### EXCERPTED RECORDS
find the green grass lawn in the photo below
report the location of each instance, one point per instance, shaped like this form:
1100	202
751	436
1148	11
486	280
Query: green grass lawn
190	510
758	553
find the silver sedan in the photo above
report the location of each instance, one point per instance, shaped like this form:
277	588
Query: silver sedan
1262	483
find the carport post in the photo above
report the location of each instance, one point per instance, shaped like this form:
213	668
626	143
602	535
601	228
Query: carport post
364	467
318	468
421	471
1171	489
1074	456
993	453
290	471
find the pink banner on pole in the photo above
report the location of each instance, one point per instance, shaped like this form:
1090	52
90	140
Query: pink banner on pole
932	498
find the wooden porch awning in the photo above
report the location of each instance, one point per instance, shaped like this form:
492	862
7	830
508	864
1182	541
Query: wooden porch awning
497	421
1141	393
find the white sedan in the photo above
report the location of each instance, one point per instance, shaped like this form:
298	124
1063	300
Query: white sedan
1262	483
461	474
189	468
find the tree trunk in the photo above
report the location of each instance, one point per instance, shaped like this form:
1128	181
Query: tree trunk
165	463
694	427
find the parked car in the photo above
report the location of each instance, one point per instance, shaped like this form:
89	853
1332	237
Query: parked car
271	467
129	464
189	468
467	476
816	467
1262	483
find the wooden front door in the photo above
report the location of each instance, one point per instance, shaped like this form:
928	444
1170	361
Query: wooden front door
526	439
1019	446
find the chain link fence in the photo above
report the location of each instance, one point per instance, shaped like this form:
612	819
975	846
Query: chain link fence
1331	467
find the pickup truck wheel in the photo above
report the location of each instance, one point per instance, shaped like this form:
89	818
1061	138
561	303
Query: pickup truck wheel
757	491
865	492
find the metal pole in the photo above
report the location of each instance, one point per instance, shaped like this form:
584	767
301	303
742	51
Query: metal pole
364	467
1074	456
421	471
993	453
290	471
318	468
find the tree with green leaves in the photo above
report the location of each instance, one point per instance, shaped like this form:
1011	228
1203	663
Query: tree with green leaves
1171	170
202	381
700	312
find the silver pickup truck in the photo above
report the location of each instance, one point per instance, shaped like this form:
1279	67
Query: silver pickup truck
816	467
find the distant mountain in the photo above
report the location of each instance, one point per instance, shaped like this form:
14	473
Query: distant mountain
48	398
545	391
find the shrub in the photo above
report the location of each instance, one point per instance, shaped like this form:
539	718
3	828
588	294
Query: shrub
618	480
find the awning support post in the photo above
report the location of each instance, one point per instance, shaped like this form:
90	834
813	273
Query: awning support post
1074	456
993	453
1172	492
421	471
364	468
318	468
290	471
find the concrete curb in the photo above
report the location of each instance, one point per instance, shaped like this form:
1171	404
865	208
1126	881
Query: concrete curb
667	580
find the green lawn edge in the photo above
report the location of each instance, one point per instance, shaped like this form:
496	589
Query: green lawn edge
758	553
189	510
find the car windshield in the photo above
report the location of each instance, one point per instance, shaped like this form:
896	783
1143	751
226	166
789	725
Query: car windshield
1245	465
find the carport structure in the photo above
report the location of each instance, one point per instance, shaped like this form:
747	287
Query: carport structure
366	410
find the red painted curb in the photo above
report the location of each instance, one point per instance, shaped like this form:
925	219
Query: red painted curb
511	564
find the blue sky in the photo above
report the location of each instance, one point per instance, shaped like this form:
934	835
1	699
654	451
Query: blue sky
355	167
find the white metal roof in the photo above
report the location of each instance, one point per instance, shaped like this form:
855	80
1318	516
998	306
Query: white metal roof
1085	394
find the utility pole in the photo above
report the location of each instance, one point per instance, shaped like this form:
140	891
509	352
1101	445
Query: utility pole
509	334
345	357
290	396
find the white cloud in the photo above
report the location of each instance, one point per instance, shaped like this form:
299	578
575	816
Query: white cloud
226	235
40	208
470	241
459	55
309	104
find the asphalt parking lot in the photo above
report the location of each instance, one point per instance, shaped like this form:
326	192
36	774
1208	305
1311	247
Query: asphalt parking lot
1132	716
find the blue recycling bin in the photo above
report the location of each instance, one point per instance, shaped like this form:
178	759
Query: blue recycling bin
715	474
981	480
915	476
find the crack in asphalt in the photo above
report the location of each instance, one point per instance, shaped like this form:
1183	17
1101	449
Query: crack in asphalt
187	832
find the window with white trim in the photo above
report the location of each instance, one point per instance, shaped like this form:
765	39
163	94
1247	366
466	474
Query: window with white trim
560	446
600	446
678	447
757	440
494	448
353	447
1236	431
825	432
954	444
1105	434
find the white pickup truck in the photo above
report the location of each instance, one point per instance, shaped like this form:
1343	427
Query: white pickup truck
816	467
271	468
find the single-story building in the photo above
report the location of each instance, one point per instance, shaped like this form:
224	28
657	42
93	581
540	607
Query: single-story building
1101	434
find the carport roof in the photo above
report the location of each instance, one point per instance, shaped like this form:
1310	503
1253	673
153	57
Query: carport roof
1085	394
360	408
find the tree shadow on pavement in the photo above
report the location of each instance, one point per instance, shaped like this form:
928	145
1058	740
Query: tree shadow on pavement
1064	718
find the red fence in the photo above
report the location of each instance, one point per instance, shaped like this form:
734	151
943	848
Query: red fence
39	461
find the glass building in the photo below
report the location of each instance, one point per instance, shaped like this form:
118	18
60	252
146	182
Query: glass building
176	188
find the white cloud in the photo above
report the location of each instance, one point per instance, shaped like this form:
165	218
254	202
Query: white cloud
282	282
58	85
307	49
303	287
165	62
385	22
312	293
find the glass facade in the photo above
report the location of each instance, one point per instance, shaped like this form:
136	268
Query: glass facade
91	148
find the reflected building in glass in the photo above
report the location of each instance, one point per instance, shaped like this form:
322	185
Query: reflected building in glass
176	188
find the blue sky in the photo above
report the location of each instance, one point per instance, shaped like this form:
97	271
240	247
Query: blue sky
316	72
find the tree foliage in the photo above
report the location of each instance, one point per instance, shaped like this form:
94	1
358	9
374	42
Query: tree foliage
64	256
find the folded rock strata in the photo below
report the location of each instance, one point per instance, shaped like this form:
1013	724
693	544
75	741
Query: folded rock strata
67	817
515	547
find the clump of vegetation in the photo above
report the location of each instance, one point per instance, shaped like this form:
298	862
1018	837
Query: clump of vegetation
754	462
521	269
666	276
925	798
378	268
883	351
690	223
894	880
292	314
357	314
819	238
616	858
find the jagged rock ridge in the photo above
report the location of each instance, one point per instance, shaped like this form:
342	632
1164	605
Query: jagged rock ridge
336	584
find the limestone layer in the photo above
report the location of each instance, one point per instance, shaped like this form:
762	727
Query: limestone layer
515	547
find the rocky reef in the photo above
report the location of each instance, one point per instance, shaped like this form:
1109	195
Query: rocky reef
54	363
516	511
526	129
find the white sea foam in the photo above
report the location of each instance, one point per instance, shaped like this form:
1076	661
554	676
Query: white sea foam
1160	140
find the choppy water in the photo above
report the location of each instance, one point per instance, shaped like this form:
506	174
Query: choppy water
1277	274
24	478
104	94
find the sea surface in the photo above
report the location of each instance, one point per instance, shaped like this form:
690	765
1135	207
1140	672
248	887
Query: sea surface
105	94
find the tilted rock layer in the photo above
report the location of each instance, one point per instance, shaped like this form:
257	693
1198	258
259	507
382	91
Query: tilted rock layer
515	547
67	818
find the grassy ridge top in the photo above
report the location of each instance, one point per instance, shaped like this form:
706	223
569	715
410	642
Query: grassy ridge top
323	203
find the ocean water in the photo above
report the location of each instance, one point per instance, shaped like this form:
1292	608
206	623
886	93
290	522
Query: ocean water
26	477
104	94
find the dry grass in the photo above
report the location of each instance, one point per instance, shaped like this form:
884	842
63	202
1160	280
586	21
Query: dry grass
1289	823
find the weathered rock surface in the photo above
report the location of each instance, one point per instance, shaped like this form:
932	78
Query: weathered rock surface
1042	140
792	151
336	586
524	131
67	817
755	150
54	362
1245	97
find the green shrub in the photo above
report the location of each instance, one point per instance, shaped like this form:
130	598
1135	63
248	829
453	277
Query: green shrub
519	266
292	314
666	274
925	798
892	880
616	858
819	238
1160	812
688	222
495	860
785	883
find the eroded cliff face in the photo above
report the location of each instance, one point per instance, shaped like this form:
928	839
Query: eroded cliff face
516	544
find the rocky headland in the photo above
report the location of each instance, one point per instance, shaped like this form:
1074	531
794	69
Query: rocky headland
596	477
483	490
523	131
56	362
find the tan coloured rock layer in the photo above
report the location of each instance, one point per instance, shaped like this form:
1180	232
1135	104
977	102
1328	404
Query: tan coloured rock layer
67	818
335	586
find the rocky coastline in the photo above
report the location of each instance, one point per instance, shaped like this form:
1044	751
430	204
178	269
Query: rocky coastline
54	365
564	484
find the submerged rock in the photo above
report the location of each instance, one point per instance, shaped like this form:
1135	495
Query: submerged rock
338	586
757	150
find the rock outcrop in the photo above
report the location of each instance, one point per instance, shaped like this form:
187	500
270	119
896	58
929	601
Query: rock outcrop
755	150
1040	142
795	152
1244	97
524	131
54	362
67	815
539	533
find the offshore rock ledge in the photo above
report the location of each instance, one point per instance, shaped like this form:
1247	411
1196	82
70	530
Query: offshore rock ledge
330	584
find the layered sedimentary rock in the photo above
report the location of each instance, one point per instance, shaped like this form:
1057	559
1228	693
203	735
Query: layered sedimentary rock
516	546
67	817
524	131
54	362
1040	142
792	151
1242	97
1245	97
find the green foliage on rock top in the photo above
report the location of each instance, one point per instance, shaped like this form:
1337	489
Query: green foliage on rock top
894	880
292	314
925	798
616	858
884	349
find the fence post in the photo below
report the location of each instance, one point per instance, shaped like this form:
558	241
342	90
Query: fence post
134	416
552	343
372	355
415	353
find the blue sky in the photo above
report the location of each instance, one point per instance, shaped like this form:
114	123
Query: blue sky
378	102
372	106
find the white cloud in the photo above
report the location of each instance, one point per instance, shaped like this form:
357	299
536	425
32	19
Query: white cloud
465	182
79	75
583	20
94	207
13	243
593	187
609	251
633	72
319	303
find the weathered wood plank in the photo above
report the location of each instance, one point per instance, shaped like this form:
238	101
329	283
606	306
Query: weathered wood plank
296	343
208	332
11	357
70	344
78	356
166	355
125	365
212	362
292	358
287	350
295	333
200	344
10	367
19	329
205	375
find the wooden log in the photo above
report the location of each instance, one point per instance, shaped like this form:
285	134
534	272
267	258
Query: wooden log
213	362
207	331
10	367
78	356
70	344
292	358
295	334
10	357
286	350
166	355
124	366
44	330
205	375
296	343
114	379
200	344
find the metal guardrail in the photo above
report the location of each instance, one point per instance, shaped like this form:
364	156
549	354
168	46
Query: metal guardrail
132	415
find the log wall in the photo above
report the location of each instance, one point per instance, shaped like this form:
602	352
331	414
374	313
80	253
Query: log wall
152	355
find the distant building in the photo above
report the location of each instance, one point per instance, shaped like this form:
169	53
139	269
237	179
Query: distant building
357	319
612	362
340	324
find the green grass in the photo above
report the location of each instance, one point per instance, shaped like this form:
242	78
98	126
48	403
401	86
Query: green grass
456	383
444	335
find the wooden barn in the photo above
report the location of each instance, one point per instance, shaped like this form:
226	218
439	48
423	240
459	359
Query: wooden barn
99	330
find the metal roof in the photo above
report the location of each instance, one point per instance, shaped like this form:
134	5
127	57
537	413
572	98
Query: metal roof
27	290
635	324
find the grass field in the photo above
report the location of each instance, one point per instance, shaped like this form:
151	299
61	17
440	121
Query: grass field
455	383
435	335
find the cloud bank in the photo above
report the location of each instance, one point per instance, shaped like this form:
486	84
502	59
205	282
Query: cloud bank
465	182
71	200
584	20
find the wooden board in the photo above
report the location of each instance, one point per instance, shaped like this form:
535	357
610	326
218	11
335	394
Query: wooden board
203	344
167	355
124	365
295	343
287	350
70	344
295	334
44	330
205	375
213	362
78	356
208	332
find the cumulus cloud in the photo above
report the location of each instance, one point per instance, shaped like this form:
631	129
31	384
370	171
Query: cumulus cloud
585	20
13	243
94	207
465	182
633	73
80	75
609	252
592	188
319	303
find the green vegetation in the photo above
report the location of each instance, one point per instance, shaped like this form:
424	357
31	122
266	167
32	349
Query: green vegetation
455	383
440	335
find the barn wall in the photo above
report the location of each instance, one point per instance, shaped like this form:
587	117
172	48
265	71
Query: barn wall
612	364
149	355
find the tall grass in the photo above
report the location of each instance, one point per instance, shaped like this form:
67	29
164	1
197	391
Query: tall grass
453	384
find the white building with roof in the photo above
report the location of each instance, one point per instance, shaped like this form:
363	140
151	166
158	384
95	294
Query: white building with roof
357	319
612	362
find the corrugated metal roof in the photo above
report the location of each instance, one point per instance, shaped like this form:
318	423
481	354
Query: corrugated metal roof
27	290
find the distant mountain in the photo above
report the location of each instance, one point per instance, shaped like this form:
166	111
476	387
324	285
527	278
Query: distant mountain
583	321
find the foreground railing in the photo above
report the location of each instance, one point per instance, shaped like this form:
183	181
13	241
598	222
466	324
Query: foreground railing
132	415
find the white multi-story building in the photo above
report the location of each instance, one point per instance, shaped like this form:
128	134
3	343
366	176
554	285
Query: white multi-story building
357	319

### GIVEN TASK
Which lines run from the one containing "find the wooden board in the photo above" to the end of the entries above? Quote exactly those, and only those.

### ANSWER
find the wooden board in the photo above
report the location of each instance, one point per instance, shaped like this form:
535	357
610	326
218	11
335	394
Query: wooden board
203	344
167	355
124	365
295	343
287	350
70	344
295	334
44	330
205	375
213	362
78	356
208	332
find the cumulus cloud in the photo above
report the location of each instance, one point per instance, shaped like this form:
631	129
31	384
370	171
Query: cumulus cloud
585	20
13	243
94	207
465	182
633	73
80	75
609	252
592	188
319	303
find the green vegetation in the photo above
report the location of each instance, one point per instance, shaped like this form:
424	357
31	122
266	167
32	349
Query: green vegetation
455	383
440	335
find the barn wall in the photo above
report the location of each instance, one point per instance, shaped like this form:
587	117
172	48
265	71
Query: barn wall
612	364
149	355
find the tall grass in the photo above
report the location of each instance, one point per instance, shaped like this form:
67	29
164	1
197	391
Query: tall grass
453	384
find the white building with roof in the photo above
report the location of each instance, one point per instance, shaped like this form:
363	140
151	166
158	384
95	294
Query: white building with roof
357	319
612	362
find the corrugated metal roof in the photo above
report the location of each instance, one point per instance, shaped like this form:
318	423
481	354
Query: corrugated metal roof
27	290
find the distant mountain in the photo above
report the location of each instance, one point per instance, shaped like this form:
166	111
476	387
324	285
527	278
Query: distant mountain
583	321
find the foreground railing in the photo above
report the location of each instance, one point per instance, shaped like this form:
183	181
13	241
598	222
466	324
Query: foreground railing
132	415
find the white multi-story building in the photo above
report the location of each instance, one point per instance, shaped like this form:
128	134
3	343
366	176
554	285
Query: white multi-story building
357	319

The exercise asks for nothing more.